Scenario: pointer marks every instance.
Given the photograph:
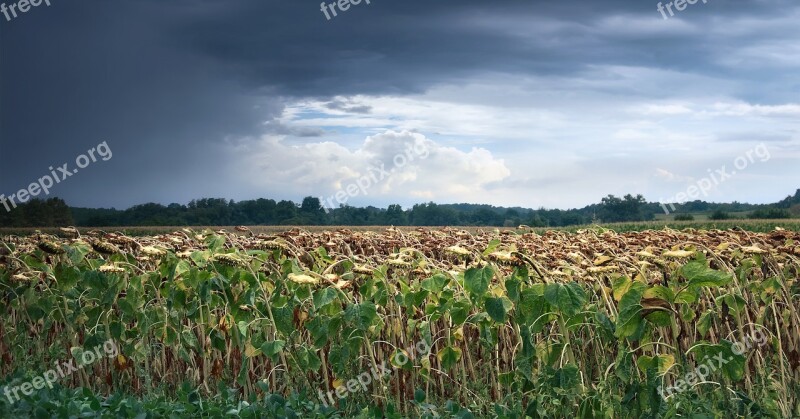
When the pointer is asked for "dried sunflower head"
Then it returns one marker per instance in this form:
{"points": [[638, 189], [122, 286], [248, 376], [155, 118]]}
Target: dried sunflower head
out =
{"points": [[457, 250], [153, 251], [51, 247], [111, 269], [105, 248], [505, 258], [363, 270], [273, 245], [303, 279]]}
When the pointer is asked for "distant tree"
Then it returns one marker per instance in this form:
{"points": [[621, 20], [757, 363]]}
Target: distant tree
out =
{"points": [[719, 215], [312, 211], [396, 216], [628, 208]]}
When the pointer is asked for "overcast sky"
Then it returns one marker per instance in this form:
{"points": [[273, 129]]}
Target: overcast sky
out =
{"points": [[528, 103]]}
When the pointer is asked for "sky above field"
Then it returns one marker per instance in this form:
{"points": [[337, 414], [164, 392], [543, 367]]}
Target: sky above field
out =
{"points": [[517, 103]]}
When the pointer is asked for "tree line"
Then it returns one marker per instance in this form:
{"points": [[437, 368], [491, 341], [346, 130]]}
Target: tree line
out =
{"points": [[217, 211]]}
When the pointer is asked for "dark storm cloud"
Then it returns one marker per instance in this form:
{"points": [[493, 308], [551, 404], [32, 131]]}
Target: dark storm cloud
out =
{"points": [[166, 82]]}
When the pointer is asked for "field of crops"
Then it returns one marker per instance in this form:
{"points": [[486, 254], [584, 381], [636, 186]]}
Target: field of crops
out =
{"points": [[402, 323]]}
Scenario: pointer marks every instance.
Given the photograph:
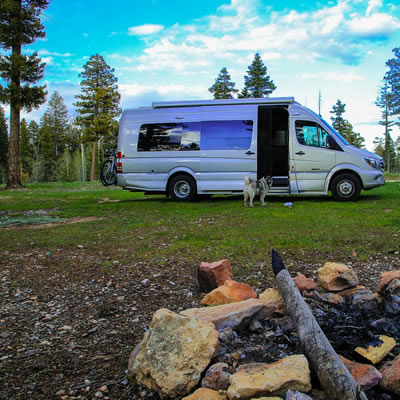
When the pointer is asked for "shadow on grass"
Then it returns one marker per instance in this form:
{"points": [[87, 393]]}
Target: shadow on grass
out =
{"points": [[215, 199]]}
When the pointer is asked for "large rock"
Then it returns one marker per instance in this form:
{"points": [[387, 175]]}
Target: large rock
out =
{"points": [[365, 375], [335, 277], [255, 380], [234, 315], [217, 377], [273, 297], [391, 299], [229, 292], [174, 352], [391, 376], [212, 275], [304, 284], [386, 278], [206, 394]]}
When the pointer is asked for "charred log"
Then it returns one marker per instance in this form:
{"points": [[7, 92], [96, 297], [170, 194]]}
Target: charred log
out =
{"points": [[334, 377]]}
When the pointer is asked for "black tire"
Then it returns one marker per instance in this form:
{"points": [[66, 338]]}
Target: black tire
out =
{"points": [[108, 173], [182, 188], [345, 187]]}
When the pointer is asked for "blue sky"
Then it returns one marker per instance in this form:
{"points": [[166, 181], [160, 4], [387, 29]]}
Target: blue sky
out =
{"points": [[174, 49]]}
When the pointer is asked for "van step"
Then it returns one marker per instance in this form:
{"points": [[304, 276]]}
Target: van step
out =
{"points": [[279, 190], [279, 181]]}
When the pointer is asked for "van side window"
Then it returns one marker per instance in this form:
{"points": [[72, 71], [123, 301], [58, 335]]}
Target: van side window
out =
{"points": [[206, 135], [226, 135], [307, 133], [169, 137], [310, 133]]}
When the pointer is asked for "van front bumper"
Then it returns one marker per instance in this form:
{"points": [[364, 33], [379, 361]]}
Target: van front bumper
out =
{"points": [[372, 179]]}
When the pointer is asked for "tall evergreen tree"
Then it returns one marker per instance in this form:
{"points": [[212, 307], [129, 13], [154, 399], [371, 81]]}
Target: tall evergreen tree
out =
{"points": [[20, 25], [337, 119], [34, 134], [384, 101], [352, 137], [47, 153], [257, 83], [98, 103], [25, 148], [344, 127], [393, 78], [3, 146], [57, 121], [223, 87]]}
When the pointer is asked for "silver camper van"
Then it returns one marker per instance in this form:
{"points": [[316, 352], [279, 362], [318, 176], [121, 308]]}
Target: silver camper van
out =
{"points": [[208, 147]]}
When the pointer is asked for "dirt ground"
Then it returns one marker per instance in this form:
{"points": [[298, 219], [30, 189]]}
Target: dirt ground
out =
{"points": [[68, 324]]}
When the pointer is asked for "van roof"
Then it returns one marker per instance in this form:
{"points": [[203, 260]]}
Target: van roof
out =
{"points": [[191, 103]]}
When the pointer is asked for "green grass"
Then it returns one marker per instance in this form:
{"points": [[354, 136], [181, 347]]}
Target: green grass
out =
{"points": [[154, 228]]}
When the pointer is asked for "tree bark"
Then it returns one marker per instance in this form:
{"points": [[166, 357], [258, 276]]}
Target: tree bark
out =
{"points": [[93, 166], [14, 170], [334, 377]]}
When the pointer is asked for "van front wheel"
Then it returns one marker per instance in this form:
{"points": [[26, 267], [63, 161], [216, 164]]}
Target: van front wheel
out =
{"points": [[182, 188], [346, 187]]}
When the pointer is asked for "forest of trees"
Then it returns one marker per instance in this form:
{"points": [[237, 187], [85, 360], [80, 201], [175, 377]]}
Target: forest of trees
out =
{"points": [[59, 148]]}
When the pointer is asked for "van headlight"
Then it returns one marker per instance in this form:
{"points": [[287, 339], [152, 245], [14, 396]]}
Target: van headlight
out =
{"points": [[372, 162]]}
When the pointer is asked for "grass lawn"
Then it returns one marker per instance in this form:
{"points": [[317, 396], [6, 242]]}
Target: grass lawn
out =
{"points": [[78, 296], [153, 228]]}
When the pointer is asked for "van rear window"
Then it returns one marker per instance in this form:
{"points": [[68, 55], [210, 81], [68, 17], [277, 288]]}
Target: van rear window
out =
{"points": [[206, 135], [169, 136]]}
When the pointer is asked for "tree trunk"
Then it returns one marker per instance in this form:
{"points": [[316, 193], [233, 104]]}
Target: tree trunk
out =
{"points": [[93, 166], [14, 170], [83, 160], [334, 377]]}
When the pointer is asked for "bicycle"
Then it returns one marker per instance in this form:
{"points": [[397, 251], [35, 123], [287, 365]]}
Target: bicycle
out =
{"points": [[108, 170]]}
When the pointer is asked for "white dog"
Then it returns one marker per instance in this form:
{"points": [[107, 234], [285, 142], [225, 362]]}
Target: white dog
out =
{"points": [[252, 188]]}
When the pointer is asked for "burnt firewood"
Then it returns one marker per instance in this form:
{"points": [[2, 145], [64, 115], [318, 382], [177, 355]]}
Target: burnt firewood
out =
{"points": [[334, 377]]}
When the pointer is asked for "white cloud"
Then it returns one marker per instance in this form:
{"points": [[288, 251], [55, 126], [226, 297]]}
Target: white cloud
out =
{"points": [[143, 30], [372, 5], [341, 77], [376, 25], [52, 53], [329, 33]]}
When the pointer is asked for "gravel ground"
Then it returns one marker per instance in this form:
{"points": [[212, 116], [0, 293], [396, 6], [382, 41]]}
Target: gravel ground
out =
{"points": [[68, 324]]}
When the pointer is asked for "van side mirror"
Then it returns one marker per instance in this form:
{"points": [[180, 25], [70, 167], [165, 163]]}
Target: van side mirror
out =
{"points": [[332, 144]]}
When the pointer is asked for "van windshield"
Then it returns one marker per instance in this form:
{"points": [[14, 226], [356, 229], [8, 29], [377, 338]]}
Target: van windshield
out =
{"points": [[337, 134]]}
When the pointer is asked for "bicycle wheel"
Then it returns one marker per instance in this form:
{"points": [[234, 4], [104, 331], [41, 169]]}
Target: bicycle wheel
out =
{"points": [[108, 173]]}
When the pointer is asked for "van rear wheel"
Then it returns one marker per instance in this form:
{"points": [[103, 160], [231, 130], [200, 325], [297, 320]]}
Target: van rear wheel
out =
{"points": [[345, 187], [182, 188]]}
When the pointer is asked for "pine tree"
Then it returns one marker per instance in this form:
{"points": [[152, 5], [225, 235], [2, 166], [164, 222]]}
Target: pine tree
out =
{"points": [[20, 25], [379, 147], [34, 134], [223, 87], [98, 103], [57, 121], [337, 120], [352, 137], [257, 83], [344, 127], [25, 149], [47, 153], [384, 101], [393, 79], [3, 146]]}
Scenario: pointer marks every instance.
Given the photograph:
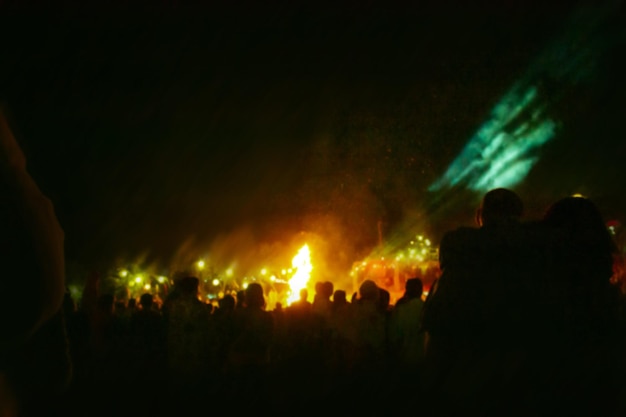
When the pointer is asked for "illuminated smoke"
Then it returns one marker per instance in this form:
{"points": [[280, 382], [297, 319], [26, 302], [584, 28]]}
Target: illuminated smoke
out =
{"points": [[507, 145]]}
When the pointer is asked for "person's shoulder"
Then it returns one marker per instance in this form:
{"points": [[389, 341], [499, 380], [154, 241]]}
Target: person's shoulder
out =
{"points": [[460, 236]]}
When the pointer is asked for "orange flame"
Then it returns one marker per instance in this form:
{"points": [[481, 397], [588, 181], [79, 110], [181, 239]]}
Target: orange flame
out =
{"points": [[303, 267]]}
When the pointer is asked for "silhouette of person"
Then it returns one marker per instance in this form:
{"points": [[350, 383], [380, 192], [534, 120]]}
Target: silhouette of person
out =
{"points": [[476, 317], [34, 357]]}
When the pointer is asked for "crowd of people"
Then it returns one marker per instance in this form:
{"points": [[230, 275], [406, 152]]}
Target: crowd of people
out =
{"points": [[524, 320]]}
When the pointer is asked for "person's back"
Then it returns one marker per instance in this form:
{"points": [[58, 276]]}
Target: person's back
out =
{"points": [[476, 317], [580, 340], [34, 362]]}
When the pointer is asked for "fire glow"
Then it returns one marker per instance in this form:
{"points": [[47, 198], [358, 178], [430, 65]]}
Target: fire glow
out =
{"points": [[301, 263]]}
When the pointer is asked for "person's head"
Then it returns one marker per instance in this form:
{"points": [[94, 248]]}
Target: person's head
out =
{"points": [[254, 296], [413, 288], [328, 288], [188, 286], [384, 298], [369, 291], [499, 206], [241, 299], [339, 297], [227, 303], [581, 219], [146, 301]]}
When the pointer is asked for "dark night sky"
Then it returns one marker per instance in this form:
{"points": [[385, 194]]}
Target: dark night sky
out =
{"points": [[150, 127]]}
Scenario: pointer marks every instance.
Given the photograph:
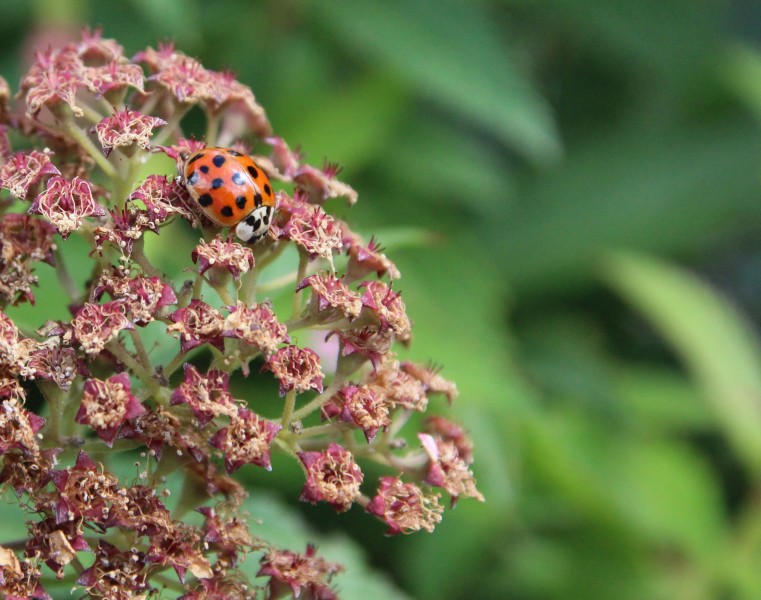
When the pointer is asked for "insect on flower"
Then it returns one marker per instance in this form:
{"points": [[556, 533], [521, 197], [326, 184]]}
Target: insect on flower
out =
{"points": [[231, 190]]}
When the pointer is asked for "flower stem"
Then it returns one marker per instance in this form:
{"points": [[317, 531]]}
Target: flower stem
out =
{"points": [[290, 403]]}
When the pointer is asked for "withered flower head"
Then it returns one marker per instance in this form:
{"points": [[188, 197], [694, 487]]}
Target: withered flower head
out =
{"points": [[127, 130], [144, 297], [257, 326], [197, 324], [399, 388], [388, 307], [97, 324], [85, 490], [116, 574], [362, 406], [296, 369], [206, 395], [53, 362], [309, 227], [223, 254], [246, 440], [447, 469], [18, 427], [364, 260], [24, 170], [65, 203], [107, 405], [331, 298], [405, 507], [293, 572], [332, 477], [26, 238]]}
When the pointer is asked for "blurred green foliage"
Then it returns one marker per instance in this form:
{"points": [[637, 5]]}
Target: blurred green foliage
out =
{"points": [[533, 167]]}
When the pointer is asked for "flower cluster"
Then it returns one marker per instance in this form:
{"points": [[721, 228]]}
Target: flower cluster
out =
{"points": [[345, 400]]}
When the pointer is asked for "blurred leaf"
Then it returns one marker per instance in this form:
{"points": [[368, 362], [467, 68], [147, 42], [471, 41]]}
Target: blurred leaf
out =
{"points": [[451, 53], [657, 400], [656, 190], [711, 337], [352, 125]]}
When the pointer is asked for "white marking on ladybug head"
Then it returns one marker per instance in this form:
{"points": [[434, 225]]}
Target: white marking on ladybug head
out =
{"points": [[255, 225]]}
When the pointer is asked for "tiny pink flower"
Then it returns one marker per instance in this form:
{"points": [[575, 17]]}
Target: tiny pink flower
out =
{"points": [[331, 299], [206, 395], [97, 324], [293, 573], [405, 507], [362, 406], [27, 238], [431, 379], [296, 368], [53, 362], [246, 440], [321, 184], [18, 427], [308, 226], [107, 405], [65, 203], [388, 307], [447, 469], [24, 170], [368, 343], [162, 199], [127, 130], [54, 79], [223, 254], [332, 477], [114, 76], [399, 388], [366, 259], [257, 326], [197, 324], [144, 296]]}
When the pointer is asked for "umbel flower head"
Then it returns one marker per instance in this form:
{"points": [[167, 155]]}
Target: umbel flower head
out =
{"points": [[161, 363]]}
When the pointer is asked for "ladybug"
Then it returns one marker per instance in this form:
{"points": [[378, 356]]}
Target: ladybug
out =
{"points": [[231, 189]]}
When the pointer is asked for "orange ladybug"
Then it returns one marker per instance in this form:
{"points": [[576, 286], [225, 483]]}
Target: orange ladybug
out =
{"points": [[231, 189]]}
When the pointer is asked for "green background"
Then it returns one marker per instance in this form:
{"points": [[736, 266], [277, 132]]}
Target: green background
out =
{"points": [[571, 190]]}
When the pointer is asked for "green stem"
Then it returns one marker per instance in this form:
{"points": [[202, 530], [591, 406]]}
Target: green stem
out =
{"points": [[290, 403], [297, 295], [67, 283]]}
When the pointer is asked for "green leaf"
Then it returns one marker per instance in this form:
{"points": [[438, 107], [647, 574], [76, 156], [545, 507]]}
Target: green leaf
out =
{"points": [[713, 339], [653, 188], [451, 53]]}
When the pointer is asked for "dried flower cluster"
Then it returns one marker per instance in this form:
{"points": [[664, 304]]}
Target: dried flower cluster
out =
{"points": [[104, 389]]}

### What the exercise asks
Find, please, how many lines in the data include the word "distant", and put down that number only.

### Your solution
2